start Given passage

Context: This performance was recorded from a conversation with KA about her heritage and Salvadoran culture.

 

Background: KA was born in El Salvador but raised in South Central Los Angeles. She is a junior at the University of Southern California.

 

Analysis:I was unfamiliar with both dishes discussed. One of them seemed pretty much just like a sandwich, but the stuffed potato was the most interesting to me. I haven’t heard of any similar dishes.

 

Goulash

Nationality: American
Age: 20
Occupation: Student
Residence: Sacramento, CA
Performance Date: April 23, 2018
Primary Language: English

Main Piece:

The following is transcribed from a conversation between the performer (EC) and I (ZM).

EC: Stuff that we would do is we would eat goulash on holidays. Which is like a German stew.

ZM: What’s in it?

end Given passage
start Stored records

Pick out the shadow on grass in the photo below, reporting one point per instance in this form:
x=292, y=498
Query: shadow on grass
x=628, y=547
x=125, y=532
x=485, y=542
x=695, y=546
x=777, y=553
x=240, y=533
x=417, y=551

end Stored records

**Task list**
1/ In the folklore passage, where was KA raised?
2/ Extract the folklore passage word for word, from "Context: This performance" up to and including "of Southern California.".

**Task-by-task answers**
1/ South Central Los Angeles

2/
Context: This performance was recorded from a conversation with KA about her heritage and Salvadoran culture.

 

Background: KA was born in El Salvador but raised in South Central Los Angeles. She is a junior at the University of Southern California.